• _Goal_
Copy the following data word for word.
------ Given records
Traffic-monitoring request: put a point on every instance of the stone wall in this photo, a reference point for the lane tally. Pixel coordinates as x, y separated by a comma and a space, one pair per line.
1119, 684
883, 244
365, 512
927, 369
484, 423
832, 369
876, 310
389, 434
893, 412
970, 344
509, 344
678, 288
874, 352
------------
• _Full response_
Traffic-monitoring request: put a point on every instance of the stone wall in this photo, a reference point for the lane tally. Pixel coordinates as x, y separated by a comma and a space, one pair per line.
1119, 684
883, 244
365, 512
927, 369
484, 423
832, 369
876, 310
389, 434
893, 412
970, 344
509, 344
678, 288
874, 352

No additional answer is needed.